___ EXCERPTED PASSAGE ___

Who is Steve Plunkett?


M/C/C's Director of Internet Marketing, Steve Plunkett, is responsible for all aspects of Internet marketing with a focus on search engine optimization (SEO), Social Media, Digital Asset Optimization, Online Reputation Management and Internet user behavior. Plunkett's competitive personality makes him a perfect fit in the competitive world of SEO. As a child and a gamer, he worked hard ensuring that it was his initials at the top of every arcade game unit in his neighborhood. Today, he uses SEO to ensure his clients appear at the top of the search engine results – scoring big for those clients. At M/C/C, he offers clients a wide array of results-oriented services including keyword research, website development, blog strategy and planning and social networking consulting in addition to organic SEO.

Prior to joining M/C/C, Plunkett served as the director of sales and marketing for a leading Dallas Web site and advertising firm, where he consulted with clients on SEO and Internet advertising, ensuring that his clients' Internet and advertising strategies were in line with current business practices and branding. Plunkett has more than a decade of experience with online marketing and SEO, including his duties as Web sales manager for an ISP and Web development firm beginning in March 1995. He was heavily involved with the search engines Yahoo! and WebCrawler in their early days, serving as an alpha tester. Plunkett was an early editor for both Yahoo! Directory and Netscape's Open Directory Project in 1998. In that position, he created and consulted on the Ontology for the Regional/US/Texas, Society/Law/Law Firms and Health categories, assisted in the creation of Web site criteria for removal and assisted in the removal of fraudulent or abusive submissions. Over the years, Plunkett has been involved in the design and implementation of more than 500 Web sites, ranging from smaller sites to multimillion dollar ventures.

Plunkett is now serving for his seventh year as a judge in the global WebAward competition and has formerly served as a judge for the American Advertising Federation's Addy's competition. He also has several affiliations with Web-related groups; he has served as the HIPAA Internet expert for the Greater Dallas Chamber of Commerce CIO/CTO Forum, as a chairman for the Techscape marketing arm for the Greater Dallas Chamber of Commerce and on the board of directors for the Dallas Ad League. Plunkett has also served as the Internet chairman for the Tyler Chamber of Commerce, as the president of the East Texas Advertising Federation and as the Internet privacy advisor for the 10th district of the American Advertising Federation.

___ MATERIAL SUPPLIED ___

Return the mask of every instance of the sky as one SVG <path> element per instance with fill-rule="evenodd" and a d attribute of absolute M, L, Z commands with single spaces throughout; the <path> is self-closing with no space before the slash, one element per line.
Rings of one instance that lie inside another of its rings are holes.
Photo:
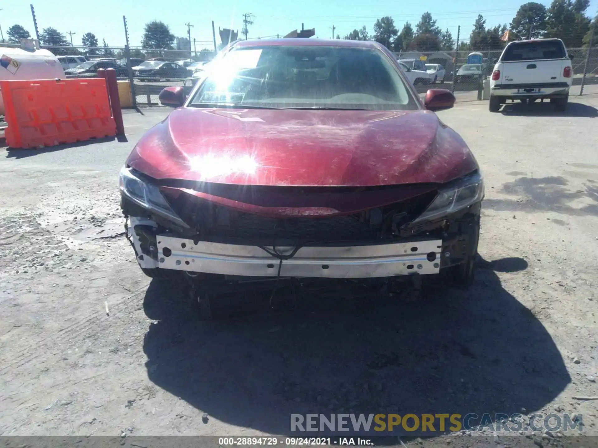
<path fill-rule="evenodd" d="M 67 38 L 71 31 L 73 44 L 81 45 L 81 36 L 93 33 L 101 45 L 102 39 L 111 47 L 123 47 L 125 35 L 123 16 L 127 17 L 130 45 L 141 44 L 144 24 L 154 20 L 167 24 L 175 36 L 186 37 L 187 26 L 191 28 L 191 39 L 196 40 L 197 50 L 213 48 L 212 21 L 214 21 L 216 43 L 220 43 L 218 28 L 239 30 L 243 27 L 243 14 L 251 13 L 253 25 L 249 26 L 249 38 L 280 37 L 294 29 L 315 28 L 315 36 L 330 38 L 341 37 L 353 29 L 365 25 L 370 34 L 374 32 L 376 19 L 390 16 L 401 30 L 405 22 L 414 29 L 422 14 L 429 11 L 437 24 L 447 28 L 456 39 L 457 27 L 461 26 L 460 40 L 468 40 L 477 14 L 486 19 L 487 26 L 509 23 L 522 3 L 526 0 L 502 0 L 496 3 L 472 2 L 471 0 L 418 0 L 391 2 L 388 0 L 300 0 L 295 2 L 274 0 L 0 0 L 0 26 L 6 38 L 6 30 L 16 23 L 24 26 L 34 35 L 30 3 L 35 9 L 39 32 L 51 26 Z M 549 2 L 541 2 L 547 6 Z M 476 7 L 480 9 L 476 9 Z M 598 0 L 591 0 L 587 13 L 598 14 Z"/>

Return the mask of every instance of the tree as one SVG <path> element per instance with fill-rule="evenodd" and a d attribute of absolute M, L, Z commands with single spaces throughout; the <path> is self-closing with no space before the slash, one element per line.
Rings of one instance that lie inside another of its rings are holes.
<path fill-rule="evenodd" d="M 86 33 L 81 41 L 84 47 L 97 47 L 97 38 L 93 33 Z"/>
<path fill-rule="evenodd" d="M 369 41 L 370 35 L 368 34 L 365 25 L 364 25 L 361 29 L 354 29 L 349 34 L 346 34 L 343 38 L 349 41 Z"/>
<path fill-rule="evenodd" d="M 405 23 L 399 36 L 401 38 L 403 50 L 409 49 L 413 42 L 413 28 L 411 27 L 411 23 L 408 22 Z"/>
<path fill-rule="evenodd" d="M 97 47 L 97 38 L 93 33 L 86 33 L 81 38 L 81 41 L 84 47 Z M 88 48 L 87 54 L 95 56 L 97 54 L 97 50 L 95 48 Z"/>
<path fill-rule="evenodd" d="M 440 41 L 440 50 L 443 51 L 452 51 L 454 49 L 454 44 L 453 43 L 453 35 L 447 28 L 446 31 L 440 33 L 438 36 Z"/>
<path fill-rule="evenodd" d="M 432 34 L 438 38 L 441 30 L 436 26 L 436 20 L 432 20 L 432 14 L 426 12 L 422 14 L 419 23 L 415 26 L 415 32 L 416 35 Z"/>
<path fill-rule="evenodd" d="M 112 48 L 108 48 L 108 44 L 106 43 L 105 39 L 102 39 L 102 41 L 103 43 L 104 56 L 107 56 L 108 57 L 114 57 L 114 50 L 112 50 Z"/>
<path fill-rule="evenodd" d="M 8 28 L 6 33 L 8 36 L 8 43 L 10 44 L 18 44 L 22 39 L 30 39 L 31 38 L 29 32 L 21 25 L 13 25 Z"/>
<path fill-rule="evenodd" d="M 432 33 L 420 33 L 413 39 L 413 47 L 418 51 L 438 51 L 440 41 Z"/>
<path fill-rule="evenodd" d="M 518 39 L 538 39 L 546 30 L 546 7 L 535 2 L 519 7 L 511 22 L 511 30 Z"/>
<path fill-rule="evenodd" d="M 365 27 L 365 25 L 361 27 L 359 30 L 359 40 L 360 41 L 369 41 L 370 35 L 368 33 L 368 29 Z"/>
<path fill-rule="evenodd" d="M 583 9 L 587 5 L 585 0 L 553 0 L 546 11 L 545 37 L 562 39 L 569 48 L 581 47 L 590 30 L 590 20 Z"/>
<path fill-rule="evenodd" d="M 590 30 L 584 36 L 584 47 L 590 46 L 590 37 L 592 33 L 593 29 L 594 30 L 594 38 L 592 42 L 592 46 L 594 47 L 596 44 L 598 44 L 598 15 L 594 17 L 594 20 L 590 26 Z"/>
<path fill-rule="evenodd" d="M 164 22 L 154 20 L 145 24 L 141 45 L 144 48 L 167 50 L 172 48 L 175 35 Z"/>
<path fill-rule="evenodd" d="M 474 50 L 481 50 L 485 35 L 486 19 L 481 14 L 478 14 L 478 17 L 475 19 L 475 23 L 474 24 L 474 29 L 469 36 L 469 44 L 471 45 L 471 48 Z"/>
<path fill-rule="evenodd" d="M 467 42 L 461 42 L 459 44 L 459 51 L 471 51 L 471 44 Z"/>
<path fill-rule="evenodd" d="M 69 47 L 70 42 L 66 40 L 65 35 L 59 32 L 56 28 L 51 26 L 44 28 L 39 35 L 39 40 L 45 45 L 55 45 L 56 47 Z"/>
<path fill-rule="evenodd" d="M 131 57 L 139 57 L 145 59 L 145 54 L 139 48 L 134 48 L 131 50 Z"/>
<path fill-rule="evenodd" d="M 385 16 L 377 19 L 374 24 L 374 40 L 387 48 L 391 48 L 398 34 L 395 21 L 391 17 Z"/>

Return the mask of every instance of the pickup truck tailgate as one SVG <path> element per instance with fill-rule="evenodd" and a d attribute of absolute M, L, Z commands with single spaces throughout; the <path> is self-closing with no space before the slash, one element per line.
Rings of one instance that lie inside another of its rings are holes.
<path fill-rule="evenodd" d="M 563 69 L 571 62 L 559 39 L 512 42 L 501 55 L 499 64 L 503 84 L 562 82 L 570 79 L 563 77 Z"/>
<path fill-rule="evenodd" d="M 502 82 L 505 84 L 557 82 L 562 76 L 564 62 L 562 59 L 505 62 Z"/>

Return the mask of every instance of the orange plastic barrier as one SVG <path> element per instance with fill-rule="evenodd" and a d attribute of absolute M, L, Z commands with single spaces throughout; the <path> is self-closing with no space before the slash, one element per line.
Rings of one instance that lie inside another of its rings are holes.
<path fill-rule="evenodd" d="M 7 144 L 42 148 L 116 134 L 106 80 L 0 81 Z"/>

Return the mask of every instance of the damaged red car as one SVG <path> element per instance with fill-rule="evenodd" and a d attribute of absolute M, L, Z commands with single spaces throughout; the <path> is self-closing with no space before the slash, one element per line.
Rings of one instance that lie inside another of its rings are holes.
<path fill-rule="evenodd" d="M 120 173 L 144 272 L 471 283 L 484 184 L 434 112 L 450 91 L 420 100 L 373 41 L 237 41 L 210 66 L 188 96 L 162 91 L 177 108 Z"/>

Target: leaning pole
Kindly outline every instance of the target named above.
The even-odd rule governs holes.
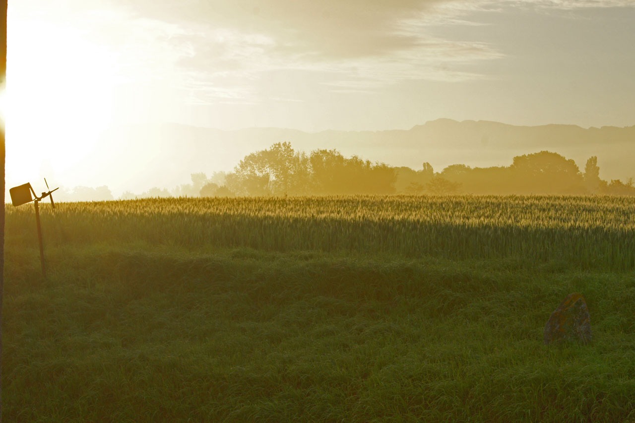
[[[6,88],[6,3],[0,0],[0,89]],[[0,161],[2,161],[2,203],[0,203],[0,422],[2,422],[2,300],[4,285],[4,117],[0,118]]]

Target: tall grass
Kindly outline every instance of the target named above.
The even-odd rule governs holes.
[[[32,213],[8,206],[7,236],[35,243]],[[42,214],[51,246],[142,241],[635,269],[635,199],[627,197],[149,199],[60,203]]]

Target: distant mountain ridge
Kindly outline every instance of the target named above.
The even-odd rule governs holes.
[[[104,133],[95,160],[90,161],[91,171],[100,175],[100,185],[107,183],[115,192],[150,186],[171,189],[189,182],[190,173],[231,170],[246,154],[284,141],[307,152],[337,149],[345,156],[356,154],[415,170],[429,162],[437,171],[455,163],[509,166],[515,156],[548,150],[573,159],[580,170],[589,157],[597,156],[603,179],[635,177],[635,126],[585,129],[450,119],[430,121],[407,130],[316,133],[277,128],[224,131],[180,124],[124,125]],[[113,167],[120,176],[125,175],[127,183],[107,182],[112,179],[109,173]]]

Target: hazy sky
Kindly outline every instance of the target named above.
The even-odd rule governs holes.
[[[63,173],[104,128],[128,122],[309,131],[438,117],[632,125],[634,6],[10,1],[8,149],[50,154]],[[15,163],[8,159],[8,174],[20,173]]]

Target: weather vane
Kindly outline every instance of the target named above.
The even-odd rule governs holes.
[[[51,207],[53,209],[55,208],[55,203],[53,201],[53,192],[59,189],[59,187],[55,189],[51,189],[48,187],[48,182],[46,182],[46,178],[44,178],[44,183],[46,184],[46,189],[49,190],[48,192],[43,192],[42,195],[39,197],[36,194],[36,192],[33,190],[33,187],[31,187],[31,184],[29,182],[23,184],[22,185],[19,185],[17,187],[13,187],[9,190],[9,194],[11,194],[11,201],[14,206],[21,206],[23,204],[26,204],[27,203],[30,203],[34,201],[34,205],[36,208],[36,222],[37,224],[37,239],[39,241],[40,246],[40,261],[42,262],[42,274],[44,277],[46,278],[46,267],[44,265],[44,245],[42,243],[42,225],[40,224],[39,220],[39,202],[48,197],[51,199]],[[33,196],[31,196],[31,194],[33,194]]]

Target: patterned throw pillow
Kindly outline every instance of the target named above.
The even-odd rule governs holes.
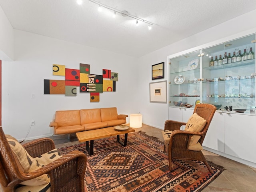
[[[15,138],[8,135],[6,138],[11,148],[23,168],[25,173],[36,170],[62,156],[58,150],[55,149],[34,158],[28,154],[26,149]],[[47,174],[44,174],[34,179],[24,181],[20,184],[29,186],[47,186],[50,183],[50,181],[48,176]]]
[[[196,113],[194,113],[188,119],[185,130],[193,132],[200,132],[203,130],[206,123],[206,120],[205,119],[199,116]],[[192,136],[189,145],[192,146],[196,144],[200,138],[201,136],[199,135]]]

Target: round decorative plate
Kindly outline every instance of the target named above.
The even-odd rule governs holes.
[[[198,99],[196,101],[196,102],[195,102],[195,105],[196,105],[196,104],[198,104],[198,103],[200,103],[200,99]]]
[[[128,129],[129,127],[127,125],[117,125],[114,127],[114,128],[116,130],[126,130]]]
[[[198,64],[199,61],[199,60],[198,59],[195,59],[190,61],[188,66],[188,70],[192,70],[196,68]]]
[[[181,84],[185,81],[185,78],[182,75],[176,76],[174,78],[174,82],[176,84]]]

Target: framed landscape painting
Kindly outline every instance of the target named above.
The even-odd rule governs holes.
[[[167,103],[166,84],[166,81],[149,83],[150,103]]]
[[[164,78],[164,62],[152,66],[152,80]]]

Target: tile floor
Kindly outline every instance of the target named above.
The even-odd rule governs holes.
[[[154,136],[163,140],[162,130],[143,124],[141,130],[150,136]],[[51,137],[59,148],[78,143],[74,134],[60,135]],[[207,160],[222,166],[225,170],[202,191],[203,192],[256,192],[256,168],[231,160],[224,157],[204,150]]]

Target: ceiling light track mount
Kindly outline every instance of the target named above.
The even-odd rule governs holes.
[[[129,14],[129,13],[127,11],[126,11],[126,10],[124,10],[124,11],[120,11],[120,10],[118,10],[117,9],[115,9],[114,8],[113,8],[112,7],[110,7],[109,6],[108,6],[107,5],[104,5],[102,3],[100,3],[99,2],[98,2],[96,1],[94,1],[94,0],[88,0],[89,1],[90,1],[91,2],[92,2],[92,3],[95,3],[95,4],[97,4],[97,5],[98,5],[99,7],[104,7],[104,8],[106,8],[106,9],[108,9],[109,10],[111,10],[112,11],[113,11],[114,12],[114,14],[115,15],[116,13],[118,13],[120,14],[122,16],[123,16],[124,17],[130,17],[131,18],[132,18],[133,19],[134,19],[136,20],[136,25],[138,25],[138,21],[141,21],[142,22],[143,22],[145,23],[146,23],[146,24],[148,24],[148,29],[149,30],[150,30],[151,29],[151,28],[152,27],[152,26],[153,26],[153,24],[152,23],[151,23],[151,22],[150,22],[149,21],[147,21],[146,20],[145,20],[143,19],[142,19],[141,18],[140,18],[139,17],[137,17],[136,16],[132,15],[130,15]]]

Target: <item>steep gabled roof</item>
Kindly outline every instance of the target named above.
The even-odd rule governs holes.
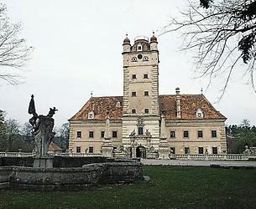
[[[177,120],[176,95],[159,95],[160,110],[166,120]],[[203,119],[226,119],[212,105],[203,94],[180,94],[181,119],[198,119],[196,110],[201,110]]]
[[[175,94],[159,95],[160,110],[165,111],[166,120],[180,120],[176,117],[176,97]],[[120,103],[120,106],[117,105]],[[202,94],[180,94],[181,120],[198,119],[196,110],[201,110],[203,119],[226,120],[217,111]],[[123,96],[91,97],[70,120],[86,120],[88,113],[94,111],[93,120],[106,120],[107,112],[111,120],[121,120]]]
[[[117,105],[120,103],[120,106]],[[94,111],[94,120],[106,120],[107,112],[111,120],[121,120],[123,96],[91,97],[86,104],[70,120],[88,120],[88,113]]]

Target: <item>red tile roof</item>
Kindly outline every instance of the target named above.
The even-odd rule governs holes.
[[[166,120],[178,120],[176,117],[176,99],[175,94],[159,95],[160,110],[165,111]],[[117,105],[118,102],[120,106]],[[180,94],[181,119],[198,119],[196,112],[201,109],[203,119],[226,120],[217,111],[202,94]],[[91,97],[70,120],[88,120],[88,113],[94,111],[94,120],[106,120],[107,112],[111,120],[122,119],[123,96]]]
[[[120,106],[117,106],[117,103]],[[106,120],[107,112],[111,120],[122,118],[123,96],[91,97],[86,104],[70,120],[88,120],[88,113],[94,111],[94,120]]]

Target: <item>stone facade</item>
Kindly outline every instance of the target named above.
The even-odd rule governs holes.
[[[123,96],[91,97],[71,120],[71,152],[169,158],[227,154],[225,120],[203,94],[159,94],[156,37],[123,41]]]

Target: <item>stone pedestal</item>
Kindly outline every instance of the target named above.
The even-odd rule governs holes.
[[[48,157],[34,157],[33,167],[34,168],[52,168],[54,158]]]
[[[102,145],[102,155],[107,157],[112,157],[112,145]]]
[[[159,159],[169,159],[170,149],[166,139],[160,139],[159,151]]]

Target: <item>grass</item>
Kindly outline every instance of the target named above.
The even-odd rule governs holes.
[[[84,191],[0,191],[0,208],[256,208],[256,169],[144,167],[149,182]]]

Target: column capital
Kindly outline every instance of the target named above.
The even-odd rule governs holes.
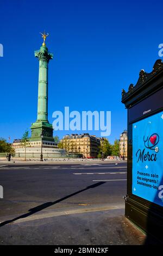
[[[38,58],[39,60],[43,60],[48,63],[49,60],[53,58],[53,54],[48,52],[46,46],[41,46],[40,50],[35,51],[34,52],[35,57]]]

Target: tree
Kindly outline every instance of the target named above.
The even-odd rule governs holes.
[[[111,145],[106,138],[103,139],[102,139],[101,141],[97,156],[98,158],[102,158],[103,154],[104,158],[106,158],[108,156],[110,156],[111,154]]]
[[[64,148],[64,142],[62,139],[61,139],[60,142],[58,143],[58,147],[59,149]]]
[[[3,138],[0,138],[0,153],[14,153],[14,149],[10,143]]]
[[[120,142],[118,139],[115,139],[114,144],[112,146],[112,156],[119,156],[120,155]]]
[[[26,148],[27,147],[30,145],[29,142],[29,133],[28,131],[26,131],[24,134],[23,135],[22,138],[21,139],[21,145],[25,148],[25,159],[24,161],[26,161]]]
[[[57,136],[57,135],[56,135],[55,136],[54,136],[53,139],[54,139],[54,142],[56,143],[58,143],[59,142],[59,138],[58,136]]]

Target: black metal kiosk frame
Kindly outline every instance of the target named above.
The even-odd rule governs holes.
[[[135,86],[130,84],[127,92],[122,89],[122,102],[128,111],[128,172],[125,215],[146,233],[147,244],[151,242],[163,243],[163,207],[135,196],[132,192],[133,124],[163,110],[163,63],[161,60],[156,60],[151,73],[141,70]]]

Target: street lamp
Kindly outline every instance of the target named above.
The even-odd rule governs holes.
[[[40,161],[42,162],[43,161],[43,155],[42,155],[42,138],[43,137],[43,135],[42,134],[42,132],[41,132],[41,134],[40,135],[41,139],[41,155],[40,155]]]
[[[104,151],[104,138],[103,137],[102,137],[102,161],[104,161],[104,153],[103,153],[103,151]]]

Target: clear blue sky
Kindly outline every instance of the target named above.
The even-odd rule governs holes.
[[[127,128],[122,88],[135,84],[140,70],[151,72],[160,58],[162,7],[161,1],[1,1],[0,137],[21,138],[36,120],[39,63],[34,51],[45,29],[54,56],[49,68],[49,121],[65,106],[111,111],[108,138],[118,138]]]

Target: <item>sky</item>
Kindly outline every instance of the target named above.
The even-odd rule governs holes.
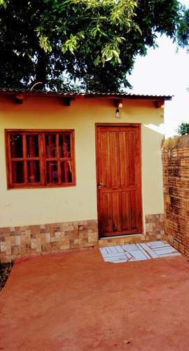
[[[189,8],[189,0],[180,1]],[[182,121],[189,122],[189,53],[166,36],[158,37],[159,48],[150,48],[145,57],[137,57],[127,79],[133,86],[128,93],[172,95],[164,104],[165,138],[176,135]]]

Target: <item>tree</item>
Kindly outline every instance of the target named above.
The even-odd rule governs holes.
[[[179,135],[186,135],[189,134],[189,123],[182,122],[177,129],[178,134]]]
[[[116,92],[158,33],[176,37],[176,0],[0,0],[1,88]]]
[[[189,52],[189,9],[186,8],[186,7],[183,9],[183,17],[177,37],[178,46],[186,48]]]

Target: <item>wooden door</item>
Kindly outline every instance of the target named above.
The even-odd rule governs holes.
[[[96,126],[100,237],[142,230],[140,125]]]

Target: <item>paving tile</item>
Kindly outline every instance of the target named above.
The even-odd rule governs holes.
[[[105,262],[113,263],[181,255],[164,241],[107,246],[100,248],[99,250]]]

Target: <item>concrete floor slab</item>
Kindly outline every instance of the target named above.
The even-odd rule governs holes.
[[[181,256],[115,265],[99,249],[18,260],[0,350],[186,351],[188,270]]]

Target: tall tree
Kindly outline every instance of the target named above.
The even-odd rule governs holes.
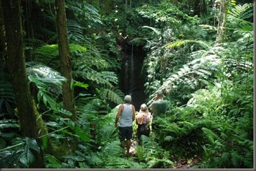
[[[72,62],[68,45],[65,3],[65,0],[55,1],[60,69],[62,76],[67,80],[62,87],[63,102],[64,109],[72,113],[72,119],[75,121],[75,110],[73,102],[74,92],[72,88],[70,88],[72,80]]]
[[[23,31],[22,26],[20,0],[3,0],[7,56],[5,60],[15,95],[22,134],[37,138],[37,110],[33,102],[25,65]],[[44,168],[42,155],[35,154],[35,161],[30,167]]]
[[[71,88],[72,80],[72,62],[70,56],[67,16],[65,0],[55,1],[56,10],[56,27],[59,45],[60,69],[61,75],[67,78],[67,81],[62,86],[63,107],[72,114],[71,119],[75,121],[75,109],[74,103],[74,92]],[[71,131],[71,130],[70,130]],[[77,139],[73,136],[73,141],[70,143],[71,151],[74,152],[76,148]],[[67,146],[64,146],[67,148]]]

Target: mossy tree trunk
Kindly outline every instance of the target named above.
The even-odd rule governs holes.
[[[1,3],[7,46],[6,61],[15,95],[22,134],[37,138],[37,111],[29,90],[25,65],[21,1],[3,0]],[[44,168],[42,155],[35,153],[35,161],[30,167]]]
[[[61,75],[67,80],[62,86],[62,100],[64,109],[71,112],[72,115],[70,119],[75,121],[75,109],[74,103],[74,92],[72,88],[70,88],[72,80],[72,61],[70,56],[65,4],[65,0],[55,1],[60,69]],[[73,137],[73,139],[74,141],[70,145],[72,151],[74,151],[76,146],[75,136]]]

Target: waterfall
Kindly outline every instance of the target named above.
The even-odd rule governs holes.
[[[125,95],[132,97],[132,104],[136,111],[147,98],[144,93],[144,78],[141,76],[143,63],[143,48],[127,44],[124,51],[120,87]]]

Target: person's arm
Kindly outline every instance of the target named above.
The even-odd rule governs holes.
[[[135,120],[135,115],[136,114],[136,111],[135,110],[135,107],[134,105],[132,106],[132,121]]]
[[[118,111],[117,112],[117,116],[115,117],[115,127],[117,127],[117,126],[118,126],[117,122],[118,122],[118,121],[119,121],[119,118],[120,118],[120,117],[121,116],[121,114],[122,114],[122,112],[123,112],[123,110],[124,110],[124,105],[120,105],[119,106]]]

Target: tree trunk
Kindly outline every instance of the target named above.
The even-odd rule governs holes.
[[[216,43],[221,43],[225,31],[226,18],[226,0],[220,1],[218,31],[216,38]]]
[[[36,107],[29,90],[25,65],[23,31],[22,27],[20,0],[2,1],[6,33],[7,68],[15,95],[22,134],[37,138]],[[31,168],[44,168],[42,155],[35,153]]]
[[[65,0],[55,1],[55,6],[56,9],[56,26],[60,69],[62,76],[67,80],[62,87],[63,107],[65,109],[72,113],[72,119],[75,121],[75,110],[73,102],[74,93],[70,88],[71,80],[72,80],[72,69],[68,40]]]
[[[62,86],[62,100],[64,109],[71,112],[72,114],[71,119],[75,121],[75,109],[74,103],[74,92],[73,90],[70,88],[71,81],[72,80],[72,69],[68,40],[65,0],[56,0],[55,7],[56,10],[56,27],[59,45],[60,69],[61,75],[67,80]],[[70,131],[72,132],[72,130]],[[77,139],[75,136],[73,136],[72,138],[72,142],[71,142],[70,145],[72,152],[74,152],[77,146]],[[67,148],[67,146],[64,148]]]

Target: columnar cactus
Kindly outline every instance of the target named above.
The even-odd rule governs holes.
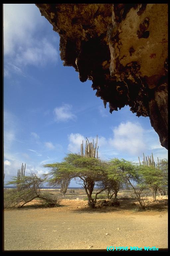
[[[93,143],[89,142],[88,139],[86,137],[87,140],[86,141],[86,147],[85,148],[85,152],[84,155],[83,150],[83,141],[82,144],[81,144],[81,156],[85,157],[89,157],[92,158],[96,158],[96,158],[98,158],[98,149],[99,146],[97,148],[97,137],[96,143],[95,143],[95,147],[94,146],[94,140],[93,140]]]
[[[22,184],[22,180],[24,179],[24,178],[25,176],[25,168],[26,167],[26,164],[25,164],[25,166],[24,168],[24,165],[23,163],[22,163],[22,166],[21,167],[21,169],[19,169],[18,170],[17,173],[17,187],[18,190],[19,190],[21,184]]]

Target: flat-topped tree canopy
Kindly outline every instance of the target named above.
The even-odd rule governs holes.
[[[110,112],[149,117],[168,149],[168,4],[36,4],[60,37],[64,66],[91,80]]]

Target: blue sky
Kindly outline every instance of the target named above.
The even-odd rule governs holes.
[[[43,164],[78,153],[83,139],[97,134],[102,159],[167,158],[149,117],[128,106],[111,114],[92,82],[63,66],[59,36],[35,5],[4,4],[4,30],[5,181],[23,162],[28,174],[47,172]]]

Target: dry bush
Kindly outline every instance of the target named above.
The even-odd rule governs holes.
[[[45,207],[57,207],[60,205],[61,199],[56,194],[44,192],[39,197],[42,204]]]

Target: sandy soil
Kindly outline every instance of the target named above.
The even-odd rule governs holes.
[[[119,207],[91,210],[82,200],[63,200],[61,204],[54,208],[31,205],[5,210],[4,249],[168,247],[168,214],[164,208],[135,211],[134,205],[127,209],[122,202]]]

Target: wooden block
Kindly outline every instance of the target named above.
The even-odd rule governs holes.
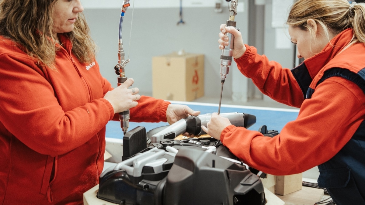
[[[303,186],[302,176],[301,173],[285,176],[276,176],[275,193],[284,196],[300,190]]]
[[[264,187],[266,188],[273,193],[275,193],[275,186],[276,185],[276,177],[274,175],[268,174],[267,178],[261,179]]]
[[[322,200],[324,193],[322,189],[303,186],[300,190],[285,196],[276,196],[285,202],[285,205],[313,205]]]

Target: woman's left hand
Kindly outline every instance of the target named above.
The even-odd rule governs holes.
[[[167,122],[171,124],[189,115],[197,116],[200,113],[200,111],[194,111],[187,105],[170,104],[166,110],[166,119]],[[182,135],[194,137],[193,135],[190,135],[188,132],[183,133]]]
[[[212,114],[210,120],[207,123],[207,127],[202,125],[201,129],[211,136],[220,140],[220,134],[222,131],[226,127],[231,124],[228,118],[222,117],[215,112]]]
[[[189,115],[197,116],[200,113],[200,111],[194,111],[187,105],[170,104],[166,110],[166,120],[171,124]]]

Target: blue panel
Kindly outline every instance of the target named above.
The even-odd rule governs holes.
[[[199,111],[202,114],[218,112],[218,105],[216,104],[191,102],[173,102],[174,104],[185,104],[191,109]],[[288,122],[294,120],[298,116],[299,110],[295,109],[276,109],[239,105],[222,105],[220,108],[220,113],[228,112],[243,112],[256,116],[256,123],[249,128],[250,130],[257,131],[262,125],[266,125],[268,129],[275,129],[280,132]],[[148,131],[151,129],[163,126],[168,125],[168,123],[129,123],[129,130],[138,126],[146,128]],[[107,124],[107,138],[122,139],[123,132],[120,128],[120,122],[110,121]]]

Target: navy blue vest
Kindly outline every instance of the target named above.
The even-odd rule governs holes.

___

In the Steve Plunkett profile, when did he begin his duties as Web sales manager for an ISP and Web development firm?

• ANSWER TO THIS PROBLEM:
March 1995